WORK INSTRUCTION » Your answer should consist only of the lines from the line containing "Query: lower lip" through the last line below, each repeated exactly.

[Natural-language object grounding data]
▽
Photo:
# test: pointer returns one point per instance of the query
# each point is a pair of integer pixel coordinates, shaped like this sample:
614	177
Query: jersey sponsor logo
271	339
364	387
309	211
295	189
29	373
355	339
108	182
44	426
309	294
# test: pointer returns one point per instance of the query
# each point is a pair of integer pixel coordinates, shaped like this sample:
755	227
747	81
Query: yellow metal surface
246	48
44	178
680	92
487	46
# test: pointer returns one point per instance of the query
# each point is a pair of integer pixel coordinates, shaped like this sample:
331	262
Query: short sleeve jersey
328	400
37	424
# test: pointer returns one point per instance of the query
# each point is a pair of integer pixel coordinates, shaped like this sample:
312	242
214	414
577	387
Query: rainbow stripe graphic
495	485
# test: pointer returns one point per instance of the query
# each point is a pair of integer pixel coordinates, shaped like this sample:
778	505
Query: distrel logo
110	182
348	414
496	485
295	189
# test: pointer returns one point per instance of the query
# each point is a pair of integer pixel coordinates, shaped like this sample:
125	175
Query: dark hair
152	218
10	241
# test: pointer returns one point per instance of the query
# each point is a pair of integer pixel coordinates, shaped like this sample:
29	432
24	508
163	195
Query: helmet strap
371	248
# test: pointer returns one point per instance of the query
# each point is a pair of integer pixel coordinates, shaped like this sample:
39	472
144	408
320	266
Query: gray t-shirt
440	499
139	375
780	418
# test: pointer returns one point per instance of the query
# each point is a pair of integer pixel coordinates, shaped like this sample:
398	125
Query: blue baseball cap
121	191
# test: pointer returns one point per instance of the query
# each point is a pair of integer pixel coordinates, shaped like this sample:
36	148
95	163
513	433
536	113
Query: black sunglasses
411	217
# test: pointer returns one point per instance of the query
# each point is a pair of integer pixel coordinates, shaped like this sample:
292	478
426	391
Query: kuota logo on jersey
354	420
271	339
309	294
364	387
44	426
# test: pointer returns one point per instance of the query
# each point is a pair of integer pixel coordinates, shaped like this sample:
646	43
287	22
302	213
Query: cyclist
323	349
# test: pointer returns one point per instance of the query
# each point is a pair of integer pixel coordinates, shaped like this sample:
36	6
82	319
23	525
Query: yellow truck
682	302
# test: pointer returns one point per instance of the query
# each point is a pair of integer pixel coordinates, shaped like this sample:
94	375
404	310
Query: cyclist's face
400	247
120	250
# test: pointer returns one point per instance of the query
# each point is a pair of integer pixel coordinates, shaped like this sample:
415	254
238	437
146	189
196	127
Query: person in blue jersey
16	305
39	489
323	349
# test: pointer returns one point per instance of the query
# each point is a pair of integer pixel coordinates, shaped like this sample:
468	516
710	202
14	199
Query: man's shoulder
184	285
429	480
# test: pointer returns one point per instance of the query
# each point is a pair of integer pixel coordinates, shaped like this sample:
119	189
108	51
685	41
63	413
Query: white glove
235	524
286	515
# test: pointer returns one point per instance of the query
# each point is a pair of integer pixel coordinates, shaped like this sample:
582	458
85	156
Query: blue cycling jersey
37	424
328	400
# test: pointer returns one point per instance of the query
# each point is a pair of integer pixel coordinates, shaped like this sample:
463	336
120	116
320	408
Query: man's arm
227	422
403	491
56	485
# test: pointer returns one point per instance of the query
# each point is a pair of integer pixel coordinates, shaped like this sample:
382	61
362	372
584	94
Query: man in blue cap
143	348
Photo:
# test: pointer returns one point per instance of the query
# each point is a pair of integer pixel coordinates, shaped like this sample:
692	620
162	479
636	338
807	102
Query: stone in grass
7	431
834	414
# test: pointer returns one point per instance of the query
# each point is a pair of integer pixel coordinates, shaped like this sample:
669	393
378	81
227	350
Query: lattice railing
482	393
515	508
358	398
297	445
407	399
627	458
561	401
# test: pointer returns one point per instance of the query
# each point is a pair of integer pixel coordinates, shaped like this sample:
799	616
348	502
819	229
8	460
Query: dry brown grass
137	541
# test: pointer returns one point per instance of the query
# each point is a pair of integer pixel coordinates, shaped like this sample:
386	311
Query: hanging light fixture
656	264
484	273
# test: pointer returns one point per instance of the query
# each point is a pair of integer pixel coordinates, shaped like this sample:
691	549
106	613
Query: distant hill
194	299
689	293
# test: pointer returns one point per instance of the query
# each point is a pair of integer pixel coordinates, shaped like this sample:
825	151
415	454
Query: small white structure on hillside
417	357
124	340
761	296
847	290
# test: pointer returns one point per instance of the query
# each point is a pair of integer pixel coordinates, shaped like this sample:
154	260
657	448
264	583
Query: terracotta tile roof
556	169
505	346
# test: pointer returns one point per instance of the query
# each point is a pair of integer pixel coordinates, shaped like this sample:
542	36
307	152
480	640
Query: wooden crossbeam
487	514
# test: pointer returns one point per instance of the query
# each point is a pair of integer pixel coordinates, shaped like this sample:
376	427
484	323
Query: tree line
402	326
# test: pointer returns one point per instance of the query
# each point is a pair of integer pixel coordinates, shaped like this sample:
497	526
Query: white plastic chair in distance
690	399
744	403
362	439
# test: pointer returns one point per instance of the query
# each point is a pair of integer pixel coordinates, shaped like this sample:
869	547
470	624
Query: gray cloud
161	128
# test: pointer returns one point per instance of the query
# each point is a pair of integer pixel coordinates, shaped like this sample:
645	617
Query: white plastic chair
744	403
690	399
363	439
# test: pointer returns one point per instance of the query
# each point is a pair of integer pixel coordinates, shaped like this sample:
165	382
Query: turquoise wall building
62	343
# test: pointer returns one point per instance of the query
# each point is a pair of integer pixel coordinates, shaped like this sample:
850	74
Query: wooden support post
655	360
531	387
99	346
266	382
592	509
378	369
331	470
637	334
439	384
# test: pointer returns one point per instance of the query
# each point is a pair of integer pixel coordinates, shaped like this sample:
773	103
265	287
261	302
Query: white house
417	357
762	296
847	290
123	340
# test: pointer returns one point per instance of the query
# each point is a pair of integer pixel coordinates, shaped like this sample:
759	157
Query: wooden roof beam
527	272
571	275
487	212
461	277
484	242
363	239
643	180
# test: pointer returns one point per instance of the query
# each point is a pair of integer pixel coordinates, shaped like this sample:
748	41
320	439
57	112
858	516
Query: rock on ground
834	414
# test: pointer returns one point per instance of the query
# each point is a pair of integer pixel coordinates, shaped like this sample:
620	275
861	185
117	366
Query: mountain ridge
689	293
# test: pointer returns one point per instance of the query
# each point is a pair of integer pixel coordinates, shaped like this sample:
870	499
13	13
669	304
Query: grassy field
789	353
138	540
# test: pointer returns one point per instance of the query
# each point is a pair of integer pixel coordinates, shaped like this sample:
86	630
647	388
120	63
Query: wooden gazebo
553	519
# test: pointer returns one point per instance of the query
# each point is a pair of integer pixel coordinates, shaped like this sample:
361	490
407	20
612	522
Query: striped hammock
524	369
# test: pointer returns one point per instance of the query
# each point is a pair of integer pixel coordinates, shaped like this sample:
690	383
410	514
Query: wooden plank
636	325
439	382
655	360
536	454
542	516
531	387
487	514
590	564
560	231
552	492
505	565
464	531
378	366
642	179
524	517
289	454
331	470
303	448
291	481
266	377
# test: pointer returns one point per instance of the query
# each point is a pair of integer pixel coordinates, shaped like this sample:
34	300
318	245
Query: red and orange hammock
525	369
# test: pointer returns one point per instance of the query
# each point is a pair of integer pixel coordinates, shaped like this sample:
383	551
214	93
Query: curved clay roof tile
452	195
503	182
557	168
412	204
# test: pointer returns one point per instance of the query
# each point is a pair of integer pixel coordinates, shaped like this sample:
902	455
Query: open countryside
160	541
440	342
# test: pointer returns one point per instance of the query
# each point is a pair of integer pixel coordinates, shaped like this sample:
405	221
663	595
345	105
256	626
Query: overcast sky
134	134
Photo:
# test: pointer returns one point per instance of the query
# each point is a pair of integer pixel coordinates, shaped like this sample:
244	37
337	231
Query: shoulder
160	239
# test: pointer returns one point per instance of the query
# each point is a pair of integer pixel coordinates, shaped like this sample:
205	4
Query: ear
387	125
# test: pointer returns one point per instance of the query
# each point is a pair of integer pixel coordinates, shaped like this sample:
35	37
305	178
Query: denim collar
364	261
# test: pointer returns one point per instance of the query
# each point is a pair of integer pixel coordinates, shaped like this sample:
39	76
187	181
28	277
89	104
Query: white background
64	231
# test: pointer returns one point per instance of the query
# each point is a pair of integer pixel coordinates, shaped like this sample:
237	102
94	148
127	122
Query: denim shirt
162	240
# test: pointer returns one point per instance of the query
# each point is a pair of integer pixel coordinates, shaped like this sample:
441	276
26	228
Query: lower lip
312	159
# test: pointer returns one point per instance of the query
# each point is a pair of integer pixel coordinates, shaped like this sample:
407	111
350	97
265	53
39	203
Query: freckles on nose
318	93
△
TASK SOLUTION »
Query: lower lip
312	159
# test: pointer returns one point per instance of the query
# each point is a pair of integer pixel coordinates, shaped like this sample:
407	111
350	97
265	53
39	203
Query: freckles on nose
318	93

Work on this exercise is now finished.